- Request -
In the forum thread below on cleaning up Unicode characters, which package does the reply say can help with many different variants of Mojibake?

- Text extract -
◇ ◇ ◇
Reputation: 415
I´m trying to clean some strange unicode characters after my HTML parsing, but is still not converting these unicodes.
Original text:
raw = 'If further information is needed, don´t hesitate to contact us. Kind regards, José Ramirez.'
After encoding & decoding:
text = str(raw.encode().decode('unicode_escape'))
Current output:
'If further information is needed, donÃ\x82´t hesitate to contact us. Kind regards, JosÃ\x83© Ramirez'
Desired output:
'If further information is needed, don´t hesitate to contact us. Kind regards, José Ramirez'
Upvotes: 1
Views: 2908
Reputation: 27323
You're doing it the wrong way around. The effect of your raw.encode().decode('unicode_escape')
is the same as raw.encode('utf-8').decode('latin-1')
. What you really want:
>>> raw.encode('latin-1').decode('utf-8')
'If further information is needed, don´t hesitate to contact us. Kind regards, José Ramirez.'
Your string came from someone taking UTF-8 encoded text, but assuming it is Latin-1.
If you have many different variants of Mojibake (the incorrect decoding of text, resulting in gibberish), the ftfy
packages can help:
>>> import ftfy
>>> ftfy.fix_text('If further information is needed, don´t hesitate to contact us. Kind regards, José Ramirez.')
'If further information is needed, don´t hesitate to contact us. Kind regards, José Ramirez.'
Upvotes: 1
◇ ◇ ◇
- Data -
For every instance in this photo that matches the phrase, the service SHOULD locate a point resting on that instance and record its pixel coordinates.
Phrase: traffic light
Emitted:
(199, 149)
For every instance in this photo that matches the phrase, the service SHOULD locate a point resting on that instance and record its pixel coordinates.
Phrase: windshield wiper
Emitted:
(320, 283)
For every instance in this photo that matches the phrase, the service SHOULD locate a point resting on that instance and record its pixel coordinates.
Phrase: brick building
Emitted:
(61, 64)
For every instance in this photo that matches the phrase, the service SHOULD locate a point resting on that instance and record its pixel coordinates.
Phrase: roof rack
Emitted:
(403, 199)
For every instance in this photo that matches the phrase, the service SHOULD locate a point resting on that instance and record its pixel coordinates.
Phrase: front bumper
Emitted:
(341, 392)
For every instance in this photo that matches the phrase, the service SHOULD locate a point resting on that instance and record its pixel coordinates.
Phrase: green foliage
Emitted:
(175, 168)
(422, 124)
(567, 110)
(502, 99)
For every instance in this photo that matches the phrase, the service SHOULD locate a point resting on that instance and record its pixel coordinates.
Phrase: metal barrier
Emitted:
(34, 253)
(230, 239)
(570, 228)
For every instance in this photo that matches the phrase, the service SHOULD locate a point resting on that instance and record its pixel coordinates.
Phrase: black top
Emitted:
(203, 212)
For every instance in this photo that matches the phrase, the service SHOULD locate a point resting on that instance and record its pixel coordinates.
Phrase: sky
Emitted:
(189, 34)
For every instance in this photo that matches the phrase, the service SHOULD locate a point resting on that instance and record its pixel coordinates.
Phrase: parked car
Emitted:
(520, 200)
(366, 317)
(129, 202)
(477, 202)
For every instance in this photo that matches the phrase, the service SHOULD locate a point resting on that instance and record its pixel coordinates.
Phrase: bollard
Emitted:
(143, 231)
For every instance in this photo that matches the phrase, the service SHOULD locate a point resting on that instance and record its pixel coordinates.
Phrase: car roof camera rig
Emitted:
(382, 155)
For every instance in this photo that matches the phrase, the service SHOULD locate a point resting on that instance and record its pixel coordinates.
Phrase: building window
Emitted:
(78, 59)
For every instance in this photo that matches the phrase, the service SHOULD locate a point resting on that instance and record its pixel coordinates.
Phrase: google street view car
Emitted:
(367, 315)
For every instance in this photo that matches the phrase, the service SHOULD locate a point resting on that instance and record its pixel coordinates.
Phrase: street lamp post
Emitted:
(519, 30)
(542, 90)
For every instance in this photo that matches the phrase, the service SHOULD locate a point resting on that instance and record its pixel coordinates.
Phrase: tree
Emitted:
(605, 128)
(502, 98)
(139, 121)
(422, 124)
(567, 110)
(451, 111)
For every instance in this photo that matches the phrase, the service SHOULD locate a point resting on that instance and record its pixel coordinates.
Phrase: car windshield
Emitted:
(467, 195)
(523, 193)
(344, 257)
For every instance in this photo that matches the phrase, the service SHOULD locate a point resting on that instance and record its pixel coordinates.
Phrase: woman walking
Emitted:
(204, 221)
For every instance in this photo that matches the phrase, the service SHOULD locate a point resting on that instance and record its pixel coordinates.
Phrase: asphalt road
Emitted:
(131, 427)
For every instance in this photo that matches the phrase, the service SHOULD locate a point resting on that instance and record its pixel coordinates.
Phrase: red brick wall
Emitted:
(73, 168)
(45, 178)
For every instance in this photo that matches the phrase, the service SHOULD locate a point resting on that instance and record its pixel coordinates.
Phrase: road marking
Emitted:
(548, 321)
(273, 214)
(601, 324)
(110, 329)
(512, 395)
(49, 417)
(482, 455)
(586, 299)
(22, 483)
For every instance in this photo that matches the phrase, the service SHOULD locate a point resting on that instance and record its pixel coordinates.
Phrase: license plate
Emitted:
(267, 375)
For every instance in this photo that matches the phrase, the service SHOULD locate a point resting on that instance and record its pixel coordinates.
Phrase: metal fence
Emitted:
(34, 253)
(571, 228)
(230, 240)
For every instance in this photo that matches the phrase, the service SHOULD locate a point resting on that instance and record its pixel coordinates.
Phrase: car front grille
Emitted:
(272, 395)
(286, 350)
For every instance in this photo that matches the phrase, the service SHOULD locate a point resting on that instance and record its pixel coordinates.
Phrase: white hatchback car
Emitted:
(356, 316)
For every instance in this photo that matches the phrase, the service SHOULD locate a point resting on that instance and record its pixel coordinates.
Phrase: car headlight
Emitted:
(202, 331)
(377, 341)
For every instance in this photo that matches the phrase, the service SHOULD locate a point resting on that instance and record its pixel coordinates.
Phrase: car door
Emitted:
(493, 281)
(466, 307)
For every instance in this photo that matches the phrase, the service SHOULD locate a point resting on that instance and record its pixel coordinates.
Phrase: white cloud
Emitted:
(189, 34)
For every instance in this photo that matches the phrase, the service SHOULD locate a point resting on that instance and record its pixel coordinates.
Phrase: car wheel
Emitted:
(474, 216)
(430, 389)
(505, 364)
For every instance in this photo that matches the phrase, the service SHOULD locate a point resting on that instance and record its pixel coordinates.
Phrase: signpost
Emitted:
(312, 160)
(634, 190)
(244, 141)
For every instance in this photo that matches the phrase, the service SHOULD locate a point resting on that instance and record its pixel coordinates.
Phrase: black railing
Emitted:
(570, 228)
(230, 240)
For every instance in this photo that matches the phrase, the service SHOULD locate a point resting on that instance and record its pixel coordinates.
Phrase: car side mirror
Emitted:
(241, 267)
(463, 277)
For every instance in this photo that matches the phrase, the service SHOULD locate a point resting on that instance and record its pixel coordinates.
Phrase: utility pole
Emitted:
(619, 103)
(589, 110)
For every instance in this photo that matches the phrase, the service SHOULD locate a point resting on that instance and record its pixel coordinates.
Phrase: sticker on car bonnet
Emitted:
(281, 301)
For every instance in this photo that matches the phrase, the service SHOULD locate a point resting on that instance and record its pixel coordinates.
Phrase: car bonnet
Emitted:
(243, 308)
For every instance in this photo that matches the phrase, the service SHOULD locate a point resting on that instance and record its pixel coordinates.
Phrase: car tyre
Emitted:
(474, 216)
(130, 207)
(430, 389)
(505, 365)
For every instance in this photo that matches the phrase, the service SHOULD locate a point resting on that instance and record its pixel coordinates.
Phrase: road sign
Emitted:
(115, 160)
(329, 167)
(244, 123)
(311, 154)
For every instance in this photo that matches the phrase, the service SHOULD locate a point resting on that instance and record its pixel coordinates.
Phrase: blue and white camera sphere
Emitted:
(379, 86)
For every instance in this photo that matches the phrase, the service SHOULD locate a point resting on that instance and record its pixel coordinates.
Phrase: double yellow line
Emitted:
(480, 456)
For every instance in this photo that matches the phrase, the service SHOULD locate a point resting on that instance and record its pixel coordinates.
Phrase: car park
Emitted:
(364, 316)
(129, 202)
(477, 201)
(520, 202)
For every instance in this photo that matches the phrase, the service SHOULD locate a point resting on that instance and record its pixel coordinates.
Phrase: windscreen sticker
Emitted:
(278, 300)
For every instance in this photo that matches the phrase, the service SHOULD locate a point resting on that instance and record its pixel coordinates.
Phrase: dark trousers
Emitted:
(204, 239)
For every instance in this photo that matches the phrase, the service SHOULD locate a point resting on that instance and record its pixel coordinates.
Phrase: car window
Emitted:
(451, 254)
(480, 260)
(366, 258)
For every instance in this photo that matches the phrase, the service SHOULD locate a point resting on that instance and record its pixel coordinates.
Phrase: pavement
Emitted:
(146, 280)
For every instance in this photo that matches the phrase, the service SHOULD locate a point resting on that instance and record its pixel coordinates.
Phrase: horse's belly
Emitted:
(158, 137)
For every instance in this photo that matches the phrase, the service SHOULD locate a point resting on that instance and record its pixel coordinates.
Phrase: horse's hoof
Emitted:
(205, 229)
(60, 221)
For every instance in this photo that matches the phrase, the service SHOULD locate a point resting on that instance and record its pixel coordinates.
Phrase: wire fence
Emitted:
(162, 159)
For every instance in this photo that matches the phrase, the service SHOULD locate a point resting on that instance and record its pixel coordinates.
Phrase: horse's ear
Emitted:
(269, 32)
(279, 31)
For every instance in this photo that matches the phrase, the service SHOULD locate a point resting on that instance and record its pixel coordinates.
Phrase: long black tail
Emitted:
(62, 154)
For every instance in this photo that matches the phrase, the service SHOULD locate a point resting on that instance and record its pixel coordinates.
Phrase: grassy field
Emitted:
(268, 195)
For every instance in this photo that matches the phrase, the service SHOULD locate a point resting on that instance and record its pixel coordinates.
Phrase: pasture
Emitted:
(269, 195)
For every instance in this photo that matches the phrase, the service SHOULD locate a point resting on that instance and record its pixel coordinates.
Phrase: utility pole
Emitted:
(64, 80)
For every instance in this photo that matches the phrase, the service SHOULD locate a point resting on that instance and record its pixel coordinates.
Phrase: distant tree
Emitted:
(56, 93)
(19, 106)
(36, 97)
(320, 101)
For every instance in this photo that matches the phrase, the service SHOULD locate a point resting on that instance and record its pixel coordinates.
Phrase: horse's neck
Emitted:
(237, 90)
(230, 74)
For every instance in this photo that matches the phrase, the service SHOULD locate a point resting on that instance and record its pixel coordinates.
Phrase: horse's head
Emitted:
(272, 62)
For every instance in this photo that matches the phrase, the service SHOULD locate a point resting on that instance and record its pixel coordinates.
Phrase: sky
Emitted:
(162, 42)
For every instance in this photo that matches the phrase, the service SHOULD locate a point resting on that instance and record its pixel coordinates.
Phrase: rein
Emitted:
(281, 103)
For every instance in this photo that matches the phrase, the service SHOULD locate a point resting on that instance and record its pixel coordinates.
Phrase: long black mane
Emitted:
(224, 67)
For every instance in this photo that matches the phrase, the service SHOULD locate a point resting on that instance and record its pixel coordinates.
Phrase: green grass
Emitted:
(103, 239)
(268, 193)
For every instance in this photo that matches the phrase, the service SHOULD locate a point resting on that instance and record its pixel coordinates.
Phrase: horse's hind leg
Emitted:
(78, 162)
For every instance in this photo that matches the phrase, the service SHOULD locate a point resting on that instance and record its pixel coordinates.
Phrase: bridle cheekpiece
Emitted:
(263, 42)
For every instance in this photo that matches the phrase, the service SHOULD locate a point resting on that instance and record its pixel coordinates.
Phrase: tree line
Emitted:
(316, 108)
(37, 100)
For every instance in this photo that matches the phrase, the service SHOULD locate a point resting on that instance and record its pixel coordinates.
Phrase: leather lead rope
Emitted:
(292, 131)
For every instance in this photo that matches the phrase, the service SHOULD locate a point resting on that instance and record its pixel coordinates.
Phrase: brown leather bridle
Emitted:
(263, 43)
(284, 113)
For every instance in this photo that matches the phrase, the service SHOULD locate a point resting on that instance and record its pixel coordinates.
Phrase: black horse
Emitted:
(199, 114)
◇ ◇ ◇
- Expected answer -
The ftfy package.